-------- Textauszug --------
Freiberufler oder Gewerbe: Was ist der Unterschied?
Wer sich in Deutschland selbstständig macht, muss sich früher oder später mit der Frage auseinandersetzen, ob die eigene Tätigkeit als freiberuflich oder gewerblich gilt. Diese Unterscheidung hat weitreichende Folgen, insbesondere in steuerlicher, administrativer und rechtlicher Hinsicht. Während Freiberufler von einigen bürokratischen Pflichten befreit sind, müssen Gewerbetreibende sich an strengere Vorschriften halten. Doch die Grenzen sind […] Der Beitrag Freiberufler oder Gewerbe: Was ist der Unterschied? erschien zuerst auf ftd.de.


Freiberufler oder Gewerbe? (Bild: Tim van der Kuip, Unsplash)
Wer sich in Deutschland selbstständig macht, muss sich früher oder später mit der Frage auseinandersetzen, ob die eigene Tätigkeit als freiberuflich oder gewerblich gilt.
Diese Unterscheidung hat weitreichende Folgen, insbesondere in steuerlicher, administrativer und rechtlicher Hinsicht. Während Freiberufler von einigen bürokratischen Pflichten befreit sind, müssen Gewerbetreibende sich an strengere Vorschriften halten.
--------
=== Worum es geht ===
Wie lässt sich der Textauszug über Freiberufler und Gewerbe in genau zwei Sätzen zusammenfassen?
-------- Einträge im Auszug --------
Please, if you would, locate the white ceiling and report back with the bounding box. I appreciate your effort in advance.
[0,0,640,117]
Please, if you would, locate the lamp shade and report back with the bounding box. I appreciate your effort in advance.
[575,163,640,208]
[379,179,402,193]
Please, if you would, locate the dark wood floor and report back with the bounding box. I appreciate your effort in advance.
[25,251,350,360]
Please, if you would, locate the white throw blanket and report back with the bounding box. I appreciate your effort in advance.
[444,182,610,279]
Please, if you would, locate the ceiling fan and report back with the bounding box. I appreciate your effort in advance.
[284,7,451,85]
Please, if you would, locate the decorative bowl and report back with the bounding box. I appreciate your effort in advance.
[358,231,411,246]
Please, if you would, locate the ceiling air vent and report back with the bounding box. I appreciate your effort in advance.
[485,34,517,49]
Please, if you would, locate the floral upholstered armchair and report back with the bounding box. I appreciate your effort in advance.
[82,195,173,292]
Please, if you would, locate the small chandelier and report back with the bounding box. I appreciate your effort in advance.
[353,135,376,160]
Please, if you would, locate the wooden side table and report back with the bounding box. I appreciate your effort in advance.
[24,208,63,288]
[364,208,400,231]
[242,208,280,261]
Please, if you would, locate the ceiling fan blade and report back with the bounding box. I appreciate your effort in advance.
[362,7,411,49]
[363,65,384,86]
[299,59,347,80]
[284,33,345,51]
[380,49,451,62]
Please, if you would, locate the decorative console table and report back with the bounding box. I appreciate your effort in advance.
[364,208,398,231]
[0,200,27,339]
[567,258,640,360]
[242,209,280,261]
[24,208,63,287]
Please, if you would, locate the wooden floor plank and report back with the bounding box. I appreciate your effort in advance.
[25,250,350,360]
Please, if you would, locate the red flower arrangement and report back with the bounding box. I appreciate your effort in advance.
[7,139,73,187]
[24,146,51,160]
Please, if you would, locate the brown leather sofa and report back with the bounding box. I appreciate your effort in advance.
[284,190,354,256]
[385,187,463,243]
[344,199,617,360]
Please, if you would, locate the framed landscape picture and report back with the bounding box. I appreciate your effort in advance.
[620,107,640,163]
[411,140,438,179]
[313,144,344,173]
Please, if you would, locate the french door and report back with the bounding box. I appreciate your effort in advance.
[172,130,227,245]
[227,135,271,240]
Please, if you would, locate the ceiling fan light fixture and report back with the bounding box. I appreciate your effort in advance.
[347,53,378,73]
--------
=== Ergebnis ===
Wer sich in Deutschland selbstständig macht, muss früher oder später klären, ob die eigene Tätigkeit als freiberuflich oder gewerblich gilt, und diese Unterscheidung hat weitreichende steuerliche, administrative und rechtliche Folgen. Freiberufler sind von einigen bürokratischen Pflichten befreit, während Gewerbetreibende strengere Vorschriften einhalten müssen.